* _Source document_
########################################
The reaction $$ \left(\mathrm{CH}_{3}\right)_{3} \mathrm{CBr}+\mathrm{OH}^{-} \longrightarrow\left(\mathrm{CH}_{3}\right)_{3} \mathrm{COH}+\mathrm{Br}^{-} $$ in a certain solvent is first order with respect to \(\left(\mathrm{CH}_{3}\right)_{3} \mathrm{CBr}\) and zero order with respect to \(\mathrm{OH}^{-} .\) In several experiments, the rate constant \(k\) was determined at different temperatures. A plot of \(\ln (k)\) versus 1\(/ T\) was constructed resulting in a straight line with a slope value of $-1.10 \times 10^{4} \mathrm{K}\( and \)y\( -intercept of 33.5 . Assume \)k$ has units of \(\mathrm{s}^{-1}\) a. Determine the activation energy for this reaction. b. Determine the value of the frequency factor \(A\) . c. Calculate the value of \(k\) at \(25^{\circ} \mathrm{C}\) .

Step by step solution

01

Use the Arrhenius equation

The Arrhenius equation is given by: \(k = Ae^{-E_{a}/RT}\) where: - k is the rate constant - A is the frequency factor - \(E_{a}\) is the activation energy (in J/mol) - R is the gas constant (8.314 J/mol·K) - T is the temperature (in K) Taking the natural logarithm of both sides, we get: \[\ln(k) = \ln(A) - \frac{E_{a}}{R} \cdot \frac{1}{T}\]

02

Find the activation energy (Ea)

Since we're given the slope of the graph as \(-1.10 \times 10^{4}\) K, we can directly relate it to the slope of the equation above: Slope = \(-\frac{E_{a}}{R}\) We need to find the activation energy, so we can rearrange this to: \(E_{a} = -R \cdot (-1.10 \times 10^{4})\) Substitute the value of R and calculate Ea: \(E_{a} = (8.314\,\text{J/mol·K}) \times (1.10 \times 10^{4}\,\text{K})\) \(E_{a} = 92154\,\text{J/mol}\) So, the activation energy of this reaction is \(92154\,\text{J/mol}\).
########################################
* _Dataset extract_
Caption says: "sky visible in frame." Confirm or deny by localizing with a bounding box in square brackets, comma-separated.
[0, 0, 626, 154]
########################################
* _Requests_
A. From the Arrhenius solution, reproduce the part that opens with the words containing "Use the Arrhenius" and closes with "activation energy (Ea)".
B. Translate this sentence from the Arrhenius solution into Spanish: "In several experiments, the rate constant \(k\) was determined at different temperatures."
You won't need the data for this.

* _Expected outputs_
A.
Use the Arrhenius equation

The Arrhenius equation is given by: \(k = Ae^{-E_{a}/RT}\) where: - k is the rate constant - A is the frequency factor - \(E_{a}\) is the activation energy (in J/mol) - R is the gas constant (8.314 J/mol·K) - T is the temperature (in K) Taking the natural logarithm of both sides, we get: \[\ln(k) = \ln(A) - \frac{E_{a}}{R} \cdot \frac{1}{T}\]

02

Find the activation energy (Ea)

B. En varios experimentos, se determinó la constante de velocidad \(k\) a diferentes temperaturas.